* What this task involves
Copy the records below, changing each "positive clicks" to "foreground clicks" and leaving everything else the same.

* Data section
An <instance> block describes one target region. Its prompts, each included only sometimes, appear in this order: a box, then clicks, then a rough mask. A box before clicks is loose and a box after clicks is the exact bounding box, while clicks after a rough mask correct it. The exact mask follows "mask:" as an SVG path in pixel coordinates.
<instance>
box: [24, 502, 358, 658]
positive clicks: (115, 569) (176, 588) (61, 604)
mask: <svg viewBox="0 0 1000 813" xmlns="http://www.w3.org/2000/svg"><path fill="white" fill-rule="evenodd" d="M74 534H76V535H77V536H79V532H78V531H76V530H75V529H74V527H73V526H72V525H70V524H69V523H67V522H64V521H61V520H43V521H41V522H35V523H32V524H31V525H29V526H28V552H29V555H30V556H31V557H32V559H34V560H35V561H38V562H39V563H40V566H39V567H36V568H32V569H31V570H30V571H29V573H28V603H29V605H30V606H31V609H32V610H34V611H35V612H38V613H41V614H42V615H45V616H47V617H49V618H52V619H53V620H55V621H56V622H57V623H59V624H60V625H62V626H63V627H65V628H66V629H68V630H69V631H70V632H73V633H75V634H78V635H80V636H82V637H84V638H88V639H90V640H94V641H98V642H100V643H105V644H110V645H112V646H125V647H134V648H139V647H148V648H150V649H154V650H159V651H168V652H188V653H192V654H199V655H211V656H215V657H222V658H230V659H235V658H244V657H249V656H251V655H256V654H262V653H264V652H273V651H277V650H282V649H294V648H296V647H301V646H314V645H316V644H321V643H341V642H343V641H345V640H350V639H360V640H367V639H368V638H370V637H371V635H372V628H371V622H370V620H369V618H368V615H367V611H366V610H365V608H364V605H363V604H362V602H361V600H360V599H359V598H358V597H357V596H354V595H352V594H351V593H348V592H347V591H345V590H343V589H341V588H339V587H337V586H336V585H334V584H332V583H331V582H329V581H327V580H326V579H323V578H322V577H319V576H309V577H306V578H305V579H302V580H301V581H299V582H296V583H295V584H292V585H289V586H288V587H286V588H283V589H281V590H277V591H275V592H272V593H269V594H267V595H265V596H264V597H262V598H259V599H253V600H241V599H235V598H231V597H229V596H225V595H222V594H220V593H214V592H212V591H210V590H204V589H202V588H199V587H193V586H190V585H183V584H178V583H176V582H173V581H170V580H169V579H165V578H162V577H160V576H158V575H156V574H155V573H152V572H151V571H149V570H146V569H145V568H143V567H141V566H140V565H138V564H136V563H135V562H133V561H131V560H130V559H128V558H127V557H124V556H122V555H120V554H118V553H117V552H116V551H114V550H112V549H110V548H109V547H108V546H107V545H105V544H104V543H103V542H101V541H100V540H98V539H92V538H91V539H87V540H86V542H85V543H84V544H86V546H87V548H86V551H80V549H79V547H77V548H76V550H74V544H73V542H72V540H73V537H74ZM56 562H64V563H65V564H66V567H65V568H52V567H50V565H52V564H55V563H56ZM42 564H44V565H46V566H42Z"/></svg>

* Exercise answer
An <instance> block describes one target region. Its prompts, each included only sometimes, appear in this order: a box, then clicks, then a rough mask. A box before clicks is loose and a box after clicks is the exact bounding box, while clicks after a rough mask correct it. The exact mask follows "mask:" as an SVG path in pixel coordinates.
<instance>
box: [24, 502, 358, 658]
foreground clicks: (115, 569) (176, 588) (61, 604)
mask: <svg viewBox="0 0 1000 813" xmlns="http://www.w3.org/2000/svg"><path fill="white" fill-rule="evenodd" d="M74 534H76V535H77V536H79V532H78V531H76V530H75V529H74V527H73V526H72V525H70V524H69V523H67V522H64V521H61V520H43V521H41V522H35V523H32V524H31V525H29V526H28V552H29V555H30V556H31V557H32V559H34V560H35V561H38V562H39V563H40V566H39V567H36V568H32V569H31V570H30V571H29V573H28V603H29V605H30V606H31V609H32V610H34V611H35V612H38V613H41V614H42V615H45V616H47V617H49V618H52V619H53V620H55V621H56V622H57V623H59V624H60V625H62V626H63V627H65V628H66V629H68V630H69V631H70V632H73V633H75V634H78V635H80V636H82V637H84V638H88V639H90V640H94V641H98V642H100V643H105V644H110V645H112V646H125V647H134V648H139V647H148V648H150V649H154V650H159V651H168V652H188V653H192V654H199V655H211V656H215V657H222V658H230V659H235V658H244V657H249V656H251V655H256V654H262V653H264V652H273V651H277V650H282V649H294V648H296V647H301V646H314V645H316V644H321V643H341V642H343V641H345V640H350V639H360V640H367V639H368V638H370V637H371V635H372V628H371V622H370V620H369V618H368V615H367V611H366V610H365V608H364V605H363V604H362V602H361V600H360V599H359V598H358V597H357V596H354V595H352V594H351V593H348V592H347V591H345V590H343V589H341V588H339V587H337V586H336V585H334V584H332V583H331V582H329V581H327V580H326V579H323V578H322V577H319V576H309V577H306V578H305V579H302V580H301V581H299V582H296V583H295V584H292V585H289V586H288V587H286V588H283V589H281V590H277V591H275V592H272V593H269V594H267V595H265V596H264V597H262V598H259V599H253V600H241V599H235V598H231V597H229V596H225V595H222V594H220V593H214V592H212V591H210V590H204V589H202V588H199V587H193V586H190V585H183V584H178V583H176V582H173V581H170V580H169V579H165V578H162V577H160V576H158V575H156V574H155V573H152V572H151V571H149V570H146V569H145V568H143V567H141V566H140V565H138V564H136V563H135V562H133V561H131V560H130V559H128V558H127V557H124V556H122V555H120V554H118V553H117V552H116V551H114V550H112V549H110V548H109V547H108V546H107V545H105V544H104V543H103V542H101V541H100V540H98V539H92V538H91V539H87V540H86V542H85V543H84V544H86V546H87V548H86V551H80V549H79V547H77V548H76V550H74V544H73V542H72V540H73V537H74ZM56 562H64V563H65V564H66V567H65V568H52V567H50V565H52V564H55V563H56ZM42 564H44V565H46V566H42Z"/></svg>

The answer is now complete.